(Records from a data collection)

---

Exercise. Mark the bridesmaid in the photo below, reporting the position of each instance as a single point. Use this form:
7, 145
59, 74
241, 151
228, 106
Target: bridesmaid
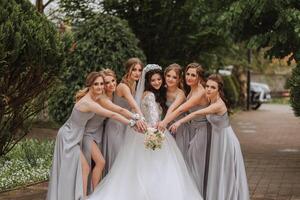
199, 136
227, 177
95, 130
176, 97
70, 169
123, 97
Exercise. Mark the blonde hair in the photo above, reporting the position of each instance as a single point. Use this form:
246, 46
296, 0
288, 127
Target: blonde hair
199, 71
90, 79
178, 71
129, 65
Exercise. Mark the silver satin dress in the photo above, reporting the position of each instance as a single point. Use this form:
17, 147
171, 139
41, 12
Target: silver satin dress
66, 174
227, 177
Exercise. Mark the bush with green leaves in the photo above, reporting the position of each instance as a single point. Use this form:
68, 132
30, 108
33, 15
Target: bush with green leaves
28, 162
31, 56
102, 41
295, 90
231, 91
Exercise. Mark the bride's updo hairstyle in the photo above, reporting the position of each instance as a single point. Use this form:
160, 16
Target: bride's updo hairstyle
129, 65
160, 94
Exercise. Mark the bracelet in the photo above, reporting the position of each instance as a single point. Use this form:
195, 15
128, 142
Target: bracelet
138, 117
132, 123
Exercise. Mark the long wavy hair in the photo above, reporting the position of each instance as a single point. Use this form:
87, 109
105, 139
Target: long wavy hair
199, 72
161, 93
89, 81
129, 65
178, 71
218, 79
108, 72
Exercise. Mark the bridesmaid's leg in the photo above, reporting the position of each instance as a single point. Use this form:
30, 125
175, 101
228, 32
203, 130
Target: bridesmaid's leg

---

#### [Given instruction]
Can you copy out, word for word, the part of the material above that opens with the line containing "Exercise. Mark the bridesmaid's" and runs through the end of the material?

#### [Exercise solution]
Exercise. Mark the bridesmaid's leg in the photo above, reporting the position of each instance as a single point. Use this form:
30, 125
175, 101
228, 32
203, 130
Target: bridesmaid's leg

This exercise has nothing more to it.